DATASET RECORDS.
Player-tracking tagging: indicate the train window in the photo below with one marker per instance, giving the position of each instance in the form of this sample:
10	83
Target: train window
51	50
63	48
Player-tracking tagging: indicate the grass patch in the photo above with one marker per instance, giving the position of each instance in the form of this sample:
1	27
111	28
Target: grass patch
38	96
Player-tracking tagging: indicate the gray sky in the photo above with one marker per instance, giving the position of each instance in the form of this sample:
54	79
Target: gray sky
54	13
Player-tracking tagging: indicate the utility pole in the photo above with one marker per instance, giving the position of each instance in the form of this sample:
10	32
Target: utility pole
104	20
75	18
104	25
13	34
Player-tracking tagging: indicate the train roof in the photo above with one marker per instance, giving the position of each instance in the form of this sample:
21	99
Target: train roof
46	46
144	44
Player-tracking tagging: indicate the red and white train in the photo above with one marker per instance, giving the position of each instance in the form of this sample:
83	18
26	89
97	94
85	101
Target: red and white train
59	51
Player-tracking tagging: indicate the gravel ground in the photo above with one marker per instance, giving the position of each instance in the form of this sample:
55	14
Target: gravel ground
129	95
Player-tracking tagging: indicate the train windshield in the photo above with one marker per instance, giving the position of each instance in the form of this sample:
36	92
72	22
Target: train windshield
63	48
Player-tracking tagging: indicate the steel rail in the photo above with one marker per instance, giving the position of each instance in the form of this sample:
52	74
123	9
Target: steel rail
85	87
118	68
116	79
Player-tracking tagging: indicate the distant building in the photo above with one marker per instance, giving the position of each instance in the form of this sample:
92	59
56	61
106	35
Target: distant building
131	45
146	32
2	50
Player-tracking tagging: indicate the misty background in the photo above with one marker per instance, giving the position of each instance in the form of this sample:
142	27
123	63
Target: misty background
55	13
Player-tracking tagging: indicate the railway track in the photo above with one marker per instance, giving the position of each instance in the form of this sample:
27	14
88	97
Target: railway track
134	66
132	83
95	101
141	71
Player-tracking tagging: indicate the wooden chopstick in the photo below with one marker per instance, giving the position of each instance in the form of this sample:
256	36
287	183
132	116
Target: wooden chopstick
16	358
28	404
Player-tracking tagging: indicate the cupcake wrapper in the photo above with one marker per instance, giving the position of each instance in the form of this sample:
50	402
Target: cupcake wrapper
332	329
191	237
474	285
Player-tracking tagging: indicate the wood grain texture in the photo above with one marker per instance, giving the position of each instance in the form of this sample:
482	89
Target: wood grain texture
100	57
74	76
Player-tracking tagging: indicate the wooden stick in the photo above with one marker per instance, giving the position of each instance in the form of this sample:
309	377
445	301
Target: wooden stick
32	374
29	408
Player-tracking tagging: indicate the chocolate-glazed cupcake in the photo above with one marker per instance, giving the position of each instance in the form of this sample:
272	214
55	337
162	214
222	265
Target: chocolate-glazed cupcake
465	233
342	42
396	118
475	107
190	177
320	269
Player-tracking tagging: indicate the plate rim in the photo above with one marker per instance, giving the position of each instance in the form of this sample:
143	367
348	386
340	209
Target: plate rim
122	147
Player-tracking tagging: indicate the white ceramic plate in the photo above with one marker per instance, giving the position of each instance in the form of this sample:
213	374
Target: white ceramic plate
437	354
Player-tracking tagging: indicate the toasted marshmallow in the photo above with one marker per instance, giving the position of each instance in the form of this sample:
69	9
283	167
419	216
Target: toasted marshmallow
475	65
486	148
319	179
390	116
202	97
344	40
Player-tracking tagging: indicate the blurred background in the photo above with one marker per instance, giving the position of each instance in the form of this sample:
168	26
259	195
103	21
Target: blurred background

WHAT THE TASK ASKS. Rewrite the stretch from the line that contains "Player-tracking tagging: indicate the toasted" through the end of the material, substituting "pastry" for "marshmallow" and keeping everything else the same.

SOLVED EXERCISE.
Player-tracking tagging: indicate the toasted pastry in the photo above with one marker per instance, giving the position of each instance in the form of this sample:
69	9
283	167
419	216
Target: toasted pastry
475	65
486	148
319	179
390	116
202	97
344	40
Player-tracking tagging: indicate the blurred background in the photo above with one marker per instance, giving the position of each instance in the form of this sample:
168	26
259	195
103	21
Target: blurred background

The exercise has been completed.